• _Dataset_

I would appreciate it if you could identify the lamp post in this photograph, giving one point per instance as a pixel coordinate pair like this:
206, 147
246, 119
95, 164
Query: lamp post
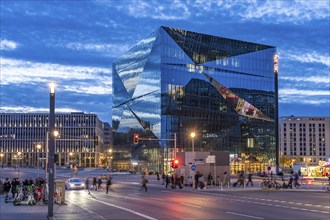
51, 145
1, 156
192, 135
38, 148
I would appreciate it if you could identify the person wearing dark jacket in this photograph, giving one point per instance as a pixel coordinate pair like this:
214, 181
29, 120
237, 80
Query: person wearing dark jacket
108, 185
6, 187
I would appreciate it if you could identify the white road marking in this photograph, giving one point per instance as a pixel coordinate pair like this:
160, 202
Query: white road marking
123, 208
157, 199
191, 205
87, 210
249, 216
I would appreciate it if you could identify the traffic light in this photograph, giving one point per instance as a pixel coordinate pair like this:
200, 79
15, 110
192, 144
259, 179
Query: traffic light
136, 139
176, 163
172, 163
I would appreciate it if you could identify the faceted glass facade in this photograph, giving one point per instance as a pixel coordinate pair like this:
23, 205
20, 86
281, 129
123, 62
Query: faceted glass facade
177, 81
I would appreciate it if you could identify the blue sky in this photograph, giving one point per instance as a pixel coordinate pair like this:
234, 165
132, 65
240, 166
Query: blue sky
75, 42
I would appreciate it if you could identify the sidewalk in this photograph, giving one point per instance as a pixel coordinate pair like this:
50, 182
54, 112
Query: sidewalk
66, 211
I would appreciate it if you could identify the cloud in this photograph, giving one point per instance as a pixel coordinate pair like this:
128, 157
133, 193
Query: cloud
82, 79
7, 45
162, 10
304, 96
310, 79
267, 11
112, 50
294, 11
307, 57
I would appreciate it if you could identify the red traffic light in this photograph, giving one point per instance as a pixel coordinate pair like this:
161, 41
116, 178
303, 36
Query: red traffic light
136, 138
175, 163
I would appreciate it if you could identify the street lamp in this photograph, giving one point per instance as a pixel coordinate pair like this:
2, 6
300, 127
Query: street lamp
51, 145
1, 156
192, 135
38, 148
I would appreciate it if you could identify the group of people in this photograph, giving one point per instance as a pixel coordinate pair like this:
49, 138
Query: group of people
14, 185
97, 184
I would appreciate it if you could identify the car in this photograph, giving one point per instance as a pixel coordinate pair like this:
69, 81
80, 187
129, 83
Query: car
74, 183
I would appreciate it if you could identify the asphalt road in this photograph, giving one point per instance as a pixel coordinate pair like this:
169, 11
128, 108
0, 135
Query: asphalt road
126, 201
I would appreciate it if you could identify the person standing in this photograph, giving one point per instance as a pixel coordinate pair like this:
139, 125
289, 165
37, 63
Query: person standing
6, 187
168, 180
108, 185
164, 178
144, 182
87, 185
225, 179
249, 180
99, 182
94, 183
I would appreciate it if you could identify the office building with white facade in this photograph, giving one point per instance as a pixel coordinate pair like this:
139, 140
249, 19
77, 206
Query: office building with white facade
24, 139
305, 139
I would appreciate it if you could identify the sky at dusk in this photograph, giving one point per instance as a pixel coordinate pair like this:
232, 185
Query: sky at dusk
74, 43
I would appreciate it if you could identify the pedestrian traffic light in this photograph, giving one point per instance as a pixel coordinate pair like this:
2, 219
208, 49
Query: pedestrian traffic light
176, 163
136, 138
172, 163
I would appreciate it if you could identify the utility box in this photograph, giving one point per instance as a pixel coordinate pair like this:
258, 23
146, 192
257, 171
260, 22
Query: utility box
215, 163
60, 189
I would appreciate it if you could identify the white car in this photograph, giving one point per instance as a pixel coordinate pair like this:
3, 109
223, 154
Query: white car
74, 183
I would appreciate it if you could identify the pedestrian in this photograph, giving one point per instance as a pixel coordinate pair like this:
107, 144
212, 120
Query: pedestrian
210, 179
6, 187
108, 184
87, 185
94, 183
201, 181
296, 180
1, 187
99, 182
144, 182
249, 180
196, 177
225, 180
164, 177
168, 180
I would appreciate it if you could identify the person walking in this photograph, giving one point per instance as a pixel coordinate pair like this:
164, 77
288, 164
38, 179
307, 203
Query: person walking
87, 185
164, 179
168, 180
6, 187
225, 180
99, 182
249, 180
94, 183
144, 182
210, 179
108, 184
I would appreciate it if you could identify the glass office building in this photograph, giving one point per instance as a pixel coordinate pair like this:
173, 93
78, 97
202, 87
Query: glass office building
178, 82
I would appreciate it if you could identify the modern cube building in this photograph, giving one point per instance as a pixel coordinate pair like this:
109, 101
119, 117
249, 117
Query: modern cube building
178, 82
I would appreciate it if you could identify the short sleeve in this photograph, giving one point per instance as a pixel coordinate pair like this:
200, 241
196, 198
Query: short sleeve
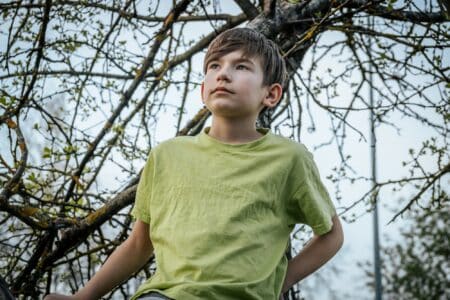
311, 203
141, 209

• _Set problem_
Reproduce all of the lines above word for word, omitting the pictures.

• _Response to the exercise_
I would appreciate it if you could identify the lamp post in this photograph, giving one point per instance as a pixel coordinate pair like this:
206, 147
246, 119
95, 164
Query: lamp post
51, 145
1, 156
192, 135
38, 148
I would appreciate it if you could identify the person wearing dark jacket in this photograph, giving one point per instance as a pixel coordinate pair like this:
214, 181
29, 120
237, 80
Query: person wearing dark jacket
108, 185
6, 187
I would appreciate it if you could identify the white road marking in this photograph, giving one point per instance as a pixel coordinate pair like this:
160, 202
Query: white road marking
123, 208
157, 199
191, 205
87, 210
249, 216
I would appreciate it if you could identify the traffic light in this photograph, giving one point per instance as a pixel coordinate pair like this:
200, 79
15, 110
192, 144
259, 179
Query: traffic light
136, 139
176, 163
172, 163
I would appreciate it if you could identify the faceted glass facade in this photograph, giving one point per instance as a pixel coordinate pair like this:
23, 205
20, 86
281, 129
123, 62
Query: faceted glass facade
177, 81
I would appreciate it if you could identify the blue sky in this photograph, giving one point per instance as a pixel coordinate pair like this:
234, 165
132, 65
240, 166
Query: blue sky
75, 42
I would appreciate it if you could identify the sidewalk in this photograph, giving one point per instance as a pixel coordinate pair like this:
50, 182
54, 112
Query: sidewalk
66, 211
I would appreciate it if you could identify the cloud in this photograph, giving one point per instance as a pixel coordinate pair like this:
128, 157
133, 193
Query: cloud
82, 79
7, 45
162, 10
304, 96
310, 79
267, 11
112, 50
294, 11
307, 57
I would appreciate it if you could identify the red traffic light in this photograph, giving one point per instance as a pixel coordinate pair like this:
161, 41
116, 178
303, 36
Query: red traffic light
136, 138
175, 163
I would appreciate it if you could identify the street lamp in this photograph, giving one point per instance as a pixel coordinate pair like this:
2, 6
300, 127
Query: street lamp
51, 145
1, 156
192, 135
38, 148
I would appreciate it if you could identify the group of people in this photograph, giving one point per instance as a pixel coordinate pair like this:
49, 138
Query: group of people
14, 185
97, 184
I would appreciate it if you could identify the car in this photograph, giving one point per instance as a pixel coordinate pair like this:
69, 81
80, 187
129, 83
Query: car
74, 183
I would appreciate it if you could identify the asphalt road in this photograph, giving one point per instance as a pixel coordinate pair like this:
169, 11
128, 108
0, 135
Query: asphalt road
126, 201
I would appreciate it if you could identify the person standing in this photograph, giving one point per instance as a pixel coordinate pair like this:
139, 125
289, 165
37, 63
Query: person standing
6, 187
168, 180
108, 185
164, 178
144, 182
87, 185
225, 179
249, 180
99, 182
94, 183
I would appreciate it if you could identify the office building with white facade in this photograph, giving one point per instance as a pixel coordinate pair like this:
139, 140
249, 19
77, 206
Query: office building with white facade
24, 139
305, 139
I would appreciate it if you could identify the sky at dusk in this photograph, giving one point per instance as a pixel coordinate pair like this:
232, 185
Query: sky at dusk
74, 43
I would appreciate it if you could identify the pedestrian traffic light in this photograph, giving one point per instance as a pixel coordinate pair like this:
2, 219
208, 49
Query: pedestrian traffic light
176, 163
136, 138
172, 163
I would appreciate it if you could identify the utility box in this photograph, giving one point per instance as a pixel coordinate pair like this:
258, 23
146, 192
257, 171
260, 22
Query: utility box
215, 163
60, 189
I would appreciate it if you could identify the white car in this photograph, giving one point per instance as a pixel coordinate pair like this:
3, 109
223, 154
Query: white car
74, 183
I would appreciate it if you could identify the pedestrian in this photograph, giving one point per instance as a pixel coordinate pair like this:
107, 144
212, 120
Query: pedestrian
210, 179
6, 187
108, 184
87, 185
94, 183
201, 181
296, 180
1, 187
99, 182
144, 182
249, 180
196, 177
225, 180
164, 177
168, 180
I would appreciate it if you could identify the person walking in this photograph, giving one point per instance as a pixel coordinate pair like this:
164, 77
288, 164
38, 179
307, 203
Query: person walking
87, 185
164, 179
168, 180
6, 187
225, 180
99, 182
249, 180
94, 183
144, 182
210, 179
108, 184
I would appreciate it if you could identify the glass office building in this photograph, giving one point per instance as a pixel coordinate pair like this:
173, 93
78, 97
202, 87
Query: glass office building
178, 82
I would appreciate it if you could identify the modern cube building in this photograph, giving one point per instance as a pixel coordinate pair like this:
109, 101
119, 117
249, 117
Query: modern cube building
178, 82
I would appreciate it if you could identify the short sleeve in this photograph, giving one point per instance as a pixel coordinate pair like this:
200, 241
196, 198
Query: short sleeve
311, 203
141, 209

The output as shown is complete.